> _Written exercise_
Rewrite all the items below, putting "object" wherever "instance" appears and leaving everything else unchanged.

Dataset excerpts on object pointing
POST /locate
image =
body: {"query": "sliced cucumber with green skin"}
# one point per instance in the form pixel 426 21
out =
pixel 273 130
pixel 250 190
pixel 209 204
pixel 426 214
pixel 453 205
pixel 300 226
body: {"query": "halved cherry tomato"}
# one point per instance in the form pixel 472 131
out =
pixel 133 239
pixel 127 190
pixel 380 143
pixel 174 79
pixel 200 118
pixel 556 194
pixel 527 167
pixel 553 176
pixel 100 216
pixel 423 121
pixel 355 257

> _Answer to the exercise_
POST /locate
image =
body: {"query": "sliced cucumber with green skin"}
# one point per object in the form pixel 426 21
out =
pixel 273 130
pixel 250 190
pixel 209 204
pixel 426 214
pixel 453 205
pixel 300 226
body: {"query": "halved cherry tomato"}
# one point per object in the form pixel 472 131
out =
pixel 133 239
pixel 127 190
pixel 380 143
pixel 174 79
pixel 200 118
pixel 556 194
pixel 527 167
pixel 553 176
pixel 100 216
pixel 423 121
pixel 355 257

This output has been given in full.